## GIVEN REQUEST
Set down exactly the lines running from the line with "Target = white cloud" to the end of the listing below, both ends included.

** Start **

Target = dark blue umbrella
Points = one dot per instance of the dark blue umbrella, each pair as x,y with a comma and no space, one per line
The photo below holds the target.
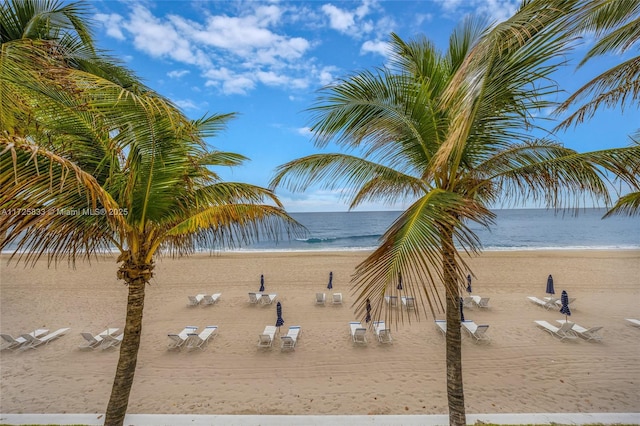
550,289
279,321
564,301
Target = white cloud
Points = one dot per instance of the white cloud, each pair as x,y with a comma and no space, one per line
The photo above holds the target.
250,46
497,10
186,104
178,73
379,47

** End **

## EXPECTED ANSWER
Target = white cloud
Points = one dot per instance of the white cloud, each pair as x,y with a comma and no space, one per line
The photo above holds the target.
250,46
497,10
186,104
178,73
379,47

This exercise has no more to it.